Print all the records exactly, please.
*** Data extract ***
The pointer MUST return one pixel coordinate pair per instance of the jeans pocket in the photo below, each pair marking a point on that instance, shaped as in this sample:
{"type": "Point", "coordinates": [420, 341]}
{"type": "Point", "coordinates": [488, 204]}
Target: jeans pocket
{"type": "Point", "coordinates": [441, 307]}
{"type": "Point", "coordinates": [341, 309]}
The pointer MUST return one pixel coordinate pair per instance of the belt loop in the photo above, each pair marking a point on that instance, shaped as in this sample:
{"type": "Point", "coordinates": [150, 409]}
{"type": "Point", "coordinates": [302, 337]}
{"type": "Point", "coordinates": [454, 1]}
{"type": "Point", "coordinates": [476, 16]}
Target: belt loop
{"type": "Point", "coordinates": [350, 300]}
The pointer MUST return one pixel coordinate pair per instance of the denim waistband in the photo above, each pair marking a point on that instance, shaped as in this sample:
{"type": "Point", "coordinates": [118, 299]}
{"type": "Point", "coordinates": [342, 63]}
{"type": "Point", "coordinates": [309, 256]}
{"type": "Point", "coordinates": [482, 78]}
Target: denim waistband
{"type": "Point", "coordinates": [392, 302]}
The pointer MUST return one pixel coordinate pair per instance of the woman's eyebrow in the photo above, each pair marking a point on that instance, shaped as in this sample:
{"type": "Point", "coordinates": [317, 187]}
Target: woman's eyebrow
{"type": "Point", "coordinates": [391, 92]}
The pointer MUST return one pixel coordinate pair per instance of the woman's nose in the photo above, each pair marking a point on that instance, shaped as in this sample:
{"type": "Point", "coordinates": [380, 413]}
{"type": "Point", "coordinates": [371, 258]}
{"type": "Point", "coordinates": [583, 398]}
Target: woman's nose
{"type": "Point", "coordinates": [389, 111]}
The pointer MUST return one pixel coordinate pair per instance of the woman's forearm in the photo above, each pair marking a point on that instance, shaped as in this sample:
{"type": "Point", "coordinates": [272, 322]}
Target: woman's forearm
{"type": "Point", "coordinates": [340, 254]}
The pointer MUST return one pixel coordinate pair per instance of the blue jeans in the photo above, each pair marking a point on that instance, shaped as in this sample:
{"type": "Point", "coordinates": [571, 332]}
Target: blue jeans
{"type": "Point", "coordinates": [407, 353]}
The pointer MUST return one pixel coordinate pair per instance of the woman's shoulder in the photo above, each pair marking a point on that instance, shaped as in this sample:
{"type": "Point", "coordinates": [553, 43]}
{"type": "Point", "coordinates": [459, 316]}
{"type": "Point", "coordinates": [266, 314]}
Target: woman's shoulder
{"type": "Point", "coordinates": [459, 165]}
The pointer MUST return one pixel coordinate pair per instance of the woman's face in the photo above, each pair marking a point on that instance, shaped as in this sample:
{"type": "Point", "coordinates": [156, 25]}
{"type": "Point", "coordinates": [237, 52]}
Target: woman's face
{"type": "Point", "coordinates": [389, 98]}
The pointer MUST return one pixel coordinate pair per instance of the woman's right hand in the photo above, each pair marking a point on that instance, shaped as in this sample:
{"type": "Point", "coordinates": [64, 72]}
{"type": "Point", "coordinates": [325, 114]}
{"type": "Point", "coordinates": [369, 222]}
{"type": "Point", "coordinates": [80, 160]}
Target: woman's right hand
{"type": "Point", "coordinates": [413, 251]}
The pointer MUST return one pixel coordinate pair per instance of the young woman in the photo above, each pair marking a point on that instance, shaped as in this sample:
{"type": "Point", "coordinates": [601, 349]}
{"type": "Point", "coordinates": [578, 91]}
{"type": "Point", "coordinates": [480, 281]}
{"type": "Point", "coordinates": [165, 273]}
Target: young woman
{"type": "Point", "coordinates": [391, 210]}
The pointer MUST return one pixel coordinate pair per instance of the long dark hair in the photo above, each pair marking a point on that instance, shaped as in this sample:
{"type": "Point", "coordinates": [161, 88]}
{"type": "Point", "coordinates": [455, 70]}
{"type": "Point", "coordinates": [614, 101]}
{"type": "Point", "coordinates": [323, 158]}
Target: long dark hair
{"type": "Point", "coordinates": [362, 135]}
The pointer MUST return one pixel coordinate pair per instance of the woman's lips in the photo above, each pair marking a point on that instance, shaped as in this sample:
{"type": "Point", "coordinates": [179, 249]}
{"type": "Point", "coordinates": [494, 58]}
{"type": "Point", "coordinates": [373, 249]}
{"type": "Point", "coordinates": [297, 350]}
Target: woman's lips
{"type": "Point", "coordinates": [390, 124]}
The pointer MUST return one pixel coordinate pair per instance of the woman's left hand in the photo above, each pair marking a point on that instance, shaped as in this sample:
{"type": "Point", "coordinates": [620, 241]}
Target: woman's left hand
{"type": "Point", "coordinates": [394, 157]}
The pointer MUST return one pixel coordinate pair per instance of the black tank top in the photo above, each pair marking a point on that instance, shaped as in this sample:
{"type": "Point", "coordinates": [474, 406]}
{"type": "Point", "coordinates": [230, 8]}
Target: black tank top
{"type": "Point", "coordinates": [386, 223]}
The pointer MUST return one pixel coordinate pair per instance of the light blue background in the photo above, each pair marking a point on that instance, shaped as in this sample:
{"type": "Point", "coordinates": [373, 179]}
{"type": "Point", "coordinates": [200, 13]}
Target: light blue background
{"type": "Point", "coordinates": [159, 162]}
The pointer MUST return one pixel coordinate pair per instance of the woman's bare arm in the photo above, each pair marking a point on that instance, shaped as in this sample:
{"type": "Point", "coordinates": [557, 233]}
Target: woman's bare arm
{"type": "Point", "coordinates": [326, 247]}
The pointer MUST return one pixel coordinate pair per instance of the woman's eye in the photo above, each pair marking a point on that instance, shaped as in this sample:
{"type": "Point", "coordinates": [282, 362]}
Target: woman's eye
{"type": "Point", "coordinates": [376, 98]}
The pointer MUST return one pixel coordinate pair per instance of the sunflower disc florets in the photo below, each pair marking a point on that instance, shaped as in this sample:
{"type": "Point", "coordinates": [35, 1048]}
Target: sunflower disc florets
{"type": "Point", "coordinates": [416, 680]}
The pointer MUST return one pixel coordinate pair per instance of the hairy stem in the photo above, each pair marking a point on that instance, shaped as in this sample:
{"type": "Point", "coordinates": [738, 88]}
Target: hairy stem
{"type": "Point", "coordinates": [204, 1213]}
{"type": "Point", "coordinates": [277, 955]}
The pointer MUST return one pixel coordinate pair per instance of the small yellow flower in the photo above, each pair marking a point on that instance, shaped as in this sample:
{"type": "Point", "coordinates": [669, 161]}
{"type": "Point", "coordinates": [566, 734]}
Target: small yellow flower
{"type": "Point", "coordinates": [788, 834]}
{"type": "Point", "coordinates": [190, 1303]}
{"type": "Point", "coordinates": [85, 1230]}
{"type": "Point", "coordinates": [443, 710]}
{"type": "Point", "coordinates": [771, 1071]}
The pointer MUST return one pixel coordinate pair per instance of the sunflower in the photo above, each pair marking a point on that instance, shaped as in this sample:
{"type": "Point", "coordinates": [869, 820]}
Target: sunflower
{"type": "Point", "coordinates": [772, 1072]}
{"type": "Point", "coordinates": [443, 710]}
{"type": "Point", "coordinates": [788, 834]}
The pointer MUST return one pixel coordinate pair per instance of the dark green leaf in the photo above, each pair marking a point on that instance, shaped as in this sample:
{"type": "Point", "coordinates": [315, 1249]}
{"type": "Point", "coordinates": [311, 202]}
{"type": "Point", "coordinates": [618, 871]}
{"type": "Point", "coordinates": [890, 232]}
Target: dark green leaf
***
_Solved exercise_
The pointer MUST return one pixel coordinate pair per instance of the jeans pocket in the photo below, each pair marking a point on that instance, shaped as in this sample:
{"type": "Point", "coordinates": [420, 341]}
{"type": "Point", "coordinates": [488, 204]}
Target: jeans pocket
{"type": "Point", "coordinates": [441, 307]}
{"type": "Point", "coordinates": [341, 309]}
The pointer MUST return one pixel coordinate pair per instance of the belt loop in the photo above, each pair marking a point on that instance, shaped as in this sample:
{"type": "Point", "coordinates": [150, 409]}
{"type": "Point", "coordinates": [302, 337]}
{"type": "Point", "coordinates": [454, 1]}
{"type": "Point", "coordinates": [476, 16]}
Target: belt loop
{"type": "Point", "coordinates": [350, 300]}
The pointer MUST return one pixel coordinate pair per instance of the denim waistband in the photo above, each pair marking a point on that instance, shaped as in this sample:
{"type": "Point", "coordinates": [118, 299]}
{"type": "Point", "coordinates": [342, 63]}
{"type": "Point", "coordinates": [309, 256]}
{"type": "Point", "coordinates": [482, 78]}
Target: denim waistband
{"type": "Point", "coordinates": [392, 302]}
The pointer MUST return one pixel coordinate pair per instance of the woman's eyebrow in the photo above, each pair marking a point on that instance, shaped as in this sample:
{"type": "Point", "coordinates": [317, 187]}
Target: woman's eyebrow
{"type": "Point", "coordinates": [391, 92]}
The pointer MUST return one pixel coordinate pair per instance of the woman's nose in the photo above, each pair marking a point on that instance, shaped as in this sample:
{"type": "Point", "coordinates": [380, 413]}
{"type": "Point", "coordinates": [371, 258]}
{"type": "Point", "coordinates": [583, 398]}
Target: woman's nose
{"type": "Point", "coordinates": [389, 111]}
The pointer MUST return one pixel coordinate pair per instance of the woman's forearm in the photo above, each pair marking a point on that instance, shaped as in this sample:
{"type": "Point", "coordinates": [272, 322]}
Target: woman's forearm
{"type": "Point", "coordinates": [340, 254]}
The pointer MUST return one pixel coordinate pair per instance of the blue jeans in the photo above, each pair marking a point on that instance, shaped as in this sample:
{"type": "Point", "coordinates": [571, 332]}
Target: blue jeans
{"type": "Point", "coordinates": [407, 353]}
The pointer MUST return one pixel coordinate pair per instance of the woman's shoulder in the photo above, each pair marking a point on that instance, shaped as in this sample:
{"type": "Point", "coordinates": [553, 43]}
{"type": "Point", "coordinates": [459, 316]}
{"type": "Point", "coordinates": [266, 314]}
Target: woman's shoulder
{"type": "Point", "coordinates": [459, 165]}
The pointer MUST return one pixel coordinate pair per instance of the woman's face in the photo above, each pair marking a point on that instance, shaped as in this sample:
{"type": "Point", "coordinates": [156, 25]}
{"type": "Point", "coordinates": [237, 52]}
Target: woman's face
{"type": "Point", "coordinates": [389, 98]}
The pointer MUST return one pixel coordinate pair per instance of the woman's right hand in the photo above, each pair marking a point on that instance, shaped as in this sample:
{"type": "Point", "coordinates": [64, 72]}
{"type": "Point", "coordinates": [325, 114]}
{"type": "Point", "coordinates": [369, 222]}
{"type": "Point", "coordinates": [80, 160]}
Target: woman's right hand
{"type": "Point", "coordinates": [413, 251]}
The pointer MUST return one pixel coordinate pair per instance of the young woman in the photo above, each pair marking a point on that instance, shaped as in this sample:
{"type": "Point", "coordinates": [601, 349]}
{"type": "Point", "coordinates": [578, 91]}
{"type": "Point", "coordinates": [480, 281]}
{"type": "Point", "coordinates": [165, 273]}
Target: young woman
{"type": "Point", "coordinates": [391, 210]}
The pointer MUST return one pixel coordinate pair per instance of the long dark hair in the photo above, each pair marking a point on that instance, shaped as in this sample:
{"type": "Point", "coordinates": [161, 88]}
{"type": "Point", "coordinates": [455, 70]}
{"type": "Point", "coordinates": [614, 101]}
{"type": "Point", "coordinates": [323, 158]}
Target: long dark hair
{"type": "Point", "coordinates": [362, 135]}
The pointer MUST return one pixel coordinate pair per instance of the woman's lips in the photo above, each pair marking a point on that instance, shaped as in this sample:
{"type": "Point", "coordinates": [179, 249]}
{"type": "Point", "coordinates": [494, 58]}
{"type": "Point", "coordinates": [373, 249]}
{"type": "Point", "coordinates": [297, 350]}
Target: woman's lips
{"type": "Point", "coordinates": [390, 124]}
The pointer MUST return one pixel coordinate pair per instance of the woman's left hand in the photo above, each pair marking a point on that instance, shaped as in this sample:
{"type": "Point", "coordinates": [620, 241]}
Target: woman's left hand
{"type": "Point", "coordinates": [394, 157]}
The pointer MUST return one pixel coordinate pair per instance of the black tank top in the photo above, each pair marking a point on that instance, shaped as in this sample:
{"type": "Point", "coordinates": [474, 406]}
{"type": "Point", "coordinates": [230, 8]}
Target: black tank top
{"type": "Point", "coordinates": [386, 223]}
The pointer MUST return one pixel coordinate pair per instance of the light blue background in the photo above, each pair marking a point on that instance, shaped as in this sample:
{"type": "Point", "coordinates": [373, 179]}
{"type": "Point", "coordinates": [200, 13]}
Target: light blue background
{"type": "Point", "coordinates": [159, 162]}
The pointer MUST return one pixel coordinate pair per instance of the woman's bare arm in the photo above, each pair marking a point on that instance, shaped as in this sample:
{"type": "Point", "coordinates": [557, 233]}
Target: woman's bare arm
{"type": "Point", "coordinates": [326, 247]}
The pointer MUST return one pixel coordinate pair per instance of the woman's eye in the photo above, each pair marking a point on that instance, shaped as in this sample:
{"type": "Point", "coordinates": [282, 362]}
Target: woman's eye
{"type": "Point", "coordinates": [376, 98]}
The pointer MUST return one pixel coordinate pair per instance of the sunflower disc florets in the photo below, each pair marking a point on that instance, shaped as in this sample:
{"type": "Point", "coordinates": [35, 1048]}
Target: sunflower disc florets
{"type": "Point", "coordinates": [416, 680]}
The pointer MUST return one pixel coordinate pair per instance of the hairy stem in the photo above, each pair marking a point on that instance, shaped as in this sample:
{"type": "Point", "coordinates": [738, 88]}
Target: hairy stem
{"type": "Point", "coordinates": [204, 1213]}
{"type": "Point", "coordinates": [277, 955]}
The pointer MUST return one pixel coordinate pair per instance of the small yellow flower in the photo above, each pair marking a point on that instance, shaped as in this sample:
{"type": "Point", "coordinates": [669, 161]}
{"type": "Point", "coordinates": [566, 734]}
Target: small yellow flower
{"type": "Point", "coordinates": [788, 834]}
{"type": "Point", "coordinates": [190, 1303]}
{"type": "Point", "coordinates": [85, 1230]}
{"type": "Point", "coordinates": [443, 710]}
{"type": "Point", "coordinates": [771, 1071]}
The pointer MUST return one pixel coordinate pair per instance of the sunflower in the photo above, each pair marking a point on that instance, shaped as in this sample:
{"type": "Point", "coordinates": [869, 820]}
Target: sunflower
{"type": "Point", "coordinates": [772, 1072]}
{"type": "Point", "coordinates": [443, 710]}
{"type": "Point", "coordinates": [788, 834]}
The pointer MUST return one pixel coordinate pair per instance of the dark green leaf in the photo above, each pair marking a point on that instance, shaped as in this sample:
{"type": "Point", "coordinates": [315, 1249]}
{"type": "Point", "coordinates": [311, 202]}
{"type": "Point", "coordinates": [618, 871]}
{"type": "Point", "coordinates": [890, 232]}
Target: dark green leaf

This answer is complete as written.